Entries from a pointing dataset:
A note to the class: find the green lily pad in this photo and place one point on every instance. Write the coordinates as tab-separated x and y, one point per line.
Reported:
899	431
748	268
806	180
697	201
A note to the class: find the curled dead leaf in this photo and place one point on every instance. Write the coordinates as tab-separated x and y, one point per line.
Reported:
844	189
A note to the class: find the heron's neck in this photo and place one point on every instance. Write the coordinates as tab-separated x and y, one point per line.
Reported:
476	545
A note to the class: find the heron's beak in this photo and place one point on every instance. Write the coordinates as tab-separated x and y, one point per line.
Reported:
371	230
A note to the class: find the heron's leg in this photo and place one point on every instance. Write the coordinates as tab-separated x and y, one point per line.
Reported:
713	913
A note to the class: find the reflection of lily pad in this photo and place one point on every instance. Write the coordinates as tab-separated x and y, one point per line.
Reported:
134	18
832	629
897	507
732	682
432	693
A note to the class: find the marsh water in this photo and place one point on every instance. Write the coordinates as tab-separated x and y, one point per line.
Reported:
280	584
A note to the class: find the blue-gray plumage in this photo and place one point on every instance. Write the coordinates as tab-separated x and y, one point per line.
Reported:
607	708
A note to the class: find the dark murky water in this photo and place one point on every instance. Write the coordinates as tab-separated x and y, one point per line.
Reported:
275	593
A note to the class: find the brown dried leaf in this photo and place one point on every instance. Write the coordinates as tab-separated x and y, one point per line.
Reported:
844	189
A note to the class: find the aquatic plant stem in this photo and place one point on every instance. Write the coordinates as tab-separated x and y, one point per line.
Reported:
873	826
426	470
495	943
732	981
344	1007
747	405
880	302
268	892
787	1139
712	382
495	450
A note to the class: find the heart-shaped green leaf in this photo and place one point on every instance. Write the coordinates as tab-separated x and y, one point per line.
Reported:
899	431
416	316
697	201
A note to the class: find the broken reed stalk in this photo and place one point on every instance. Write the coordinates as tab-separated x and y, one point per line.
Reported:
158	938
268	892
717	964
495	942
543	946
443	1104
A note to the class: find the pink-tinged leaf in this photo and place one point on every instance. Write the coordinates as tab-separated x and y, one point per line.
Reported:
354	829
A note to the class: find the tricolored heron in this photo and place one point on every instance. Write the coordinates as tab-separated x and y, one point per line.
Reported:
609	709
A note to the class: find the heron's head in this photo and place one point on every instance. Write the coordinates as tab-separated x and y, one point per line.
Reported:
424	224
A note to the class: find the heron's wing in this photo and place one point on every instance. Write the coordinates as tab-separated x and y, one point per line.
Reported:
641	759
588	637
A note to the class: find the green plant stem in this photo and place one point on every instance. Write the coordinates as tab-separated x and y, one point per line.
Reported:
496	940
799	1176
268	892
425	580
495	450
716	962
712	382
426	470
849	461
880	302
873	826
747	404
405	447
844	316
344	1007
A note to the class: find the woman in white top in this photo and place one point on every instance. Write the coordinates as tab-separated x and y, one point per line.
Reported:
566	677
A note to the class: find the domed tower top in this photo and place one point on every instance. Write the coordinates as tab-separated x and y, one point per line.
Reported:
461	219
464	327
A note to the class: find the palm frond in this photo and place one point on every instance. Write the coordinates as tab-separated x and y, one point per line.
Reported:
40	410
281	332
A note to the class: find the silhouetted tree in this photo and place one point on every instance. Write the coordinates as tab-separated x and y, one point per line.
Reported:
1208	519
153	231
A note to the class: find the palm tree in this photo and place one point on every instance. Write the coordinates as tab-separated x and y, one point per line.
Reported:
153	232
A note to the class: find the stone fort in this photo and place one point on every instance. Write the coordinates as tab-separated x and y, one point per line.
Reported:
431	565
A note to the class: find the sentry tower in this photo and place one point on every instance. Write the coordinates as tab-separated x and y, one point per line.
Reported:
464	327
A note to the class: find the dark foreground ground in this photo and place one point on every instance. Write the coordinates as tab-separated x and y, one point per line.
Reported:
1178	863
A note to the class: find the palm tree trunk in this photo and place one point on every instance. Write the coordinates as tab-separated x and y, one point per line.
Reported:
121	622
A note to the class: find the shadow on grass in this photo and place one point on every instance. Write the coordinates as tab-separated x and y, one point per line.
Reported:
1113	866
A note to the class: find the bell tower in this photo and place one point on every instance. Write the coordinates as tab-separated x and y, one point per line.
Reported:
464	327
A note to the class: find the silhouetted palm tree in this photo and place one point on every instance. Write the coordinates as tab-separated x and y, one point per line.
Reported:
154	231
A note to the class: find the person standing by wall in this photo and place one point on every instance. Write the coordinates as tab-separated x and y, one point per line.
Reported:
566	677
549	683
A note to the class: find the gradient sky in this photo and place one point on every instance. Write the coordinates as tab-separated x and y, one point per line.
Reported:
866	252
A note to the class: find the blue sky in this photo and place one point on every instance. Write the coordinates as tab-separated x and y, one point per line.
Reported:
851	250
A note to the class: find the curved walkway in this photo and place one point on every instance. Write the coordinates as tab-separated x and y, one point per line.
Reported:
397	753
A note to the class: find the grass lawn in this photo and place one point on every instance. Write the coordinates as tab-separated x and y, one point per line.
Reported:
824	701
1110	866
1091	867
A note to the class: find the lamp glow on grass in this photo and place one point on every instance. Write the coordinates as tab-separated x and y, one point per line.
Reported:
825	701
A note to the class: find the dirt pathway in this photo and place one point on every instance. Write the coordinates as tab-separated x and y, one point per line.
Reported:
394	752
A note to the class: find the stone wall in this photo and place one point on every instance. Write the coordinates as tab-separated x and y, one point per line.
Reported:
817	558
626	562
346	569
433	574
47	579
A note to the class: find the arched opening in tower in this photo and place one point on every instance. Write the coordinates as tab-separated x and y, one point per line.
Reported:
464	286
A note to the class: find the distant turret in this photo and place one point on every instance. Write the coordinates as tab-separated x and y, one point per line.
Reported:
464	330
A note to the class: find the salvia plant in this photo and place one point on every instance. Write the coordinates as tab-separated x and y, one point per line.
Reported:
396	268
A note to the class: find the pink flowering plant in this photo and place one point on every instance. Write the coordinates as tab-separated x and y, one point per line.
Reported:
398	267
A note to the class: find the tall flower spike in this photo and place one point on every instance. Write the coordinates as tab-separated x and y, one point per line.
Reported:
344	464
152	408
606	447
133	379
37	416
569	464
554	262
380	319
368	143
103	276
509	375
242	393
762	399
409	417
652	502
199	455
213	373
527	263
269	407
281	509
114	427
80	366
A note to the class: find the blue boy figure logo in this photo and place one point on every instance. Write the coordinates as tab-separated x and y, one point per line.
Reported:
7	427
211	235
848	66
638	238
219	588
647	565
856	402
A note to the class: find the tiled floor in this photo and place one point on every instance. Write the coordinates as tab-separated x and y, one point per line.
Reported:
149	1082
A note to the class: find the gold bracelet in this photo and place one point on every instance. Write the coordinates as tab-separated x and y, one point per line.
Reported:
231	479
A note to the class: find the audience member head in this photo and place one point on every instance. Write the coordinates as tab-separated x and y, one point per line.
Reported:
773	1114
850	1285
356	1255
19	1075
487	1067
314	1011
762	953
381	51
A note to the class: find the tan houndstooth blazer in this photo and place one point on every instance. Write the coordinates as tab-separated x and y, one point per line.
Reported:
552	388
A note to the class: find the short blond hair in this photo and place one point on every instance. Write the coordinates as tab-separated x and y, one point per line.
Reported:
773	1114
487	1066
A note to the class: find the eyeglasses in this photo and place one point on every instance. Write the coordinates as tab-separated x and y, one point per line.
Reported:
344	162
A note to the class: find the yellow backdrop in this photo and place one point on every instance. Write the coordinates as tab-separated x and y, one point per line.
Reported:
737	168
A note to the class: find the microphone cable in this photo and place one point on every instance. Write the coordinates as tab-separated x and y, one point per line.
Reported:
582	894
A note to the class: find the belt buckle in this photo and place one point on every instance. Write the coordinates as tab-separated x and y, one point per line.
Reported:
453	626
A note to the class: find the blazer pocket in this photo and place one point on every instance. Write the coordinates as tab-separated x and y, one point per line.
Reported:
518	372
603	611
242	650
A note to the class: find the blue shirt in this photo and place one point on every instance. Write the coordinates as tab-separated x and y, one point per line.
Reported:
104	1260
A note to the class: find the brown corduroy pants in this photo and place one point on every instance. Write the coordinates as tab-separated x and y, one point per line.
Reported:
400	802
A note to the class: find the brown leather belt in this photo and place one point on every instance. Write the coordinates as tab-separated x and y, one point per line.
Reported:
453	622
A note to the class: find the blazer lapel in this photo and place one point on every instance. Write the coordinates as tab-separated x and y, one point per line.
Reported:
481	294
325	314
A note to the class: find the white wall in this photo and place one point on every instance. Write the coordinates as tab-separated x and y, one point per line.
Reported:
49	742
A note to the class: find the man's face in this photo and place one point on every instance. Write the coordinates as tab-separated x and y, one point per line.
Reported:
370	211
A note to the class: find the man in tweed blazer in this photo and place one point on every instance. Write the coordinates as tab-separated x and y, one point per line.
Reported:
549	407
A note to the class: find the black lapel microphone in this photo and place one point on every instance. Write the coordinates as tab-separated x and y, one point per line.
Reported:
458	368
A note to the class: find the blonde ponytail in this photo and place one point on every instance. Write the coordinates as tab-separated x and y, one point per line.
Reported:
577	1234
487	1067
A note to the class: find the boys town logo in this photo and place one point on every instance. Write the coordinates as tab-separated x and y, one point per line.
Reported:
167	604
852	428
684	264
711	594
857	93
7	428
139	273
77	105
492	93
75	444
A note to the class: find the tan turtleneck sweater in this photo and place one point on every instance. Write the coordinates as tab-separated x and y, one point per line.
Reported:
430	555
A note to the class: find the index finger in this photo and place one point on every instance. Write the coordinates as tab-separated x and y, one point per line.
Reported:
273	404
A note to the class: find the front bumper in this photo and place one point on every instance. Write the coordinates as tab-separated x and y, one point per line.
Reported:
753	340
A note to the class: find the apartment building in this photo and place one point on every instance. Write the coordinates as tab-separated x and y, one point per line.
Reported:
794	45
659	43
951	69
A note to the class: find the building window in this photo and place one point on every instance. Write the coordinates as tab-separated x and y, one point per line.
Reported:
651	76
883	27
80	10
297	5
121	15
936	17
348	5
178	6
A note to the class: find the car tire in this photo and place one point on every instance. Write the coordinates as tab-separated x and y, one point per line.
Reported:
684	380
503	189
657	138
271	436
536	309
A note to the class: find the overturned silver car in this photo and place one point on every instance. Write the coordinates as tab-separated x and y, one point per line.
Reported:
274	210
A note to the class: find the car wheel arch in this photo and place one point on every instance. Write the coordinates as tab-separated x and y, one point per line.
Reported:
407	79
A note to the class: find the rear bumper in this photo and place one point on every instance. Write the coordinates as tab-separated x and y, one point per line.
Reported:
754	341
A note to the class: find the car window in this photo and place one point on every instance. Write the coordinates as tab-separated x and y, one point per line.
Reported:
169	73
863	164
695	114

## EXERCISE BRIEF:
Rewrite the stretch from the line containing "A note to the class: find the car wheel" through the end of the lines as a Markdown table with the columns Row and Line, one line per numbered row, leaving out blank lines.

## SOLUTION:
| Row | Line |
|---|---|
| 1 | A note to the class: find the car wheel arch in this photo and place one point on every instance. Write the coordinates as tab-separated x and y, one point per line. |
| 2 | Reported: |
| 3 | 407	79 |
| 4 | A note to the class: find the rear bumper in this photo and place one point on every instance. Write the coordinates as tab-separated x and y, one point per line. |
| 5 | Reported: |
| 6 | 754	341 |
| 7 | A note to the class: find the car window in this photo and place one point on every instance. Write the coordinates as tab-separated x and y, one point per line. |
| 8 | Reported: |
| 9 | 169	73 |
| 10 | 863	164 |
| 11 | 695	114 |